═════ Record list ═════

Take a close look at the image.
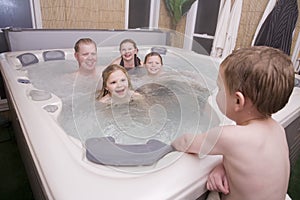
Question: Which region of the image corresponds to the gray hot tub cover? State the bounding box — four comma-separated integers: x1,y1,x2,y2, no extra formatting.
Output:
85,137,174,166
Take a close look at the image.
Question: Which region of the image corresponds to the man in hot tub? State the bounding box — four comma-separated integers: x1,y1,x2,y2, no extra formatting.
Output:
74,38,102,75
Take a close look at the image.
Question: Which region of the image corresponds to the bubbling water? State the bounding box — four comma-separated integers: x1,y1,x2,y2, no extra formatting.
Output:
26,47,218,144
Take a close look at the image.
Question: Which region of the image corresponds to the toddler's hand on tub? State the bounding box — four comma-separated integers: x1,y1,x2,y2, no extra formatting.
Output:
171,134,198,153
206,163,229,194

═════
═════ Record list ═════

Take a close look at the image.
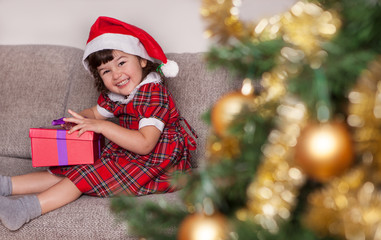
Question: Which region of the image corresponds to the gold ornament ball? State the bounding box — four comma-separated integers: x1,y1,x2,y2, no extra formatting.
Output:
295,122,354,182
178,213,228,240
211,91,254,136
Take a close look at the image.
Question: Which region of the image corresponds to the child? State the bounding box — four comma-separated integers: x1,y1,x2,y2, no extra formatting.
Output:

═════

▶ _What the task requires_:
Locate every line of the material above that contains the word "four" and copy each one. Case counts.

▶ _Expected output_:
Question: Which region of the image corresponds to the gray hot tub cover? State the bounding box — four comma-separated integers: x1,y1,x2,y2, no extra formatting.
Question: Which region of the image corresponds to the man in hot tub? State the bounding box — four comma-separated integers: x1,y1,x2,y2, no extra formatting.
Question: Which region of the image corresponds to the bubbling water? State the bounding box — four comma-separated integers: x1,y1,x2,y2, no extra formatting.
Question: Which region of the image corresponds to the toddler's hand on tub? State the bounding box — four comma-separated integers: x1,y1,x2,y2, no extra formatting.
Question: Which region of the image corresponds to the gold ornament ball? State the bounding box — four comma-separated integers: x1,y1,x2,y2, no extra formatting.
Question: Which region of the image corresponds to the child? State the bounding box — four comma-separated integers: x1,y1,x2,y2, no extra formatting.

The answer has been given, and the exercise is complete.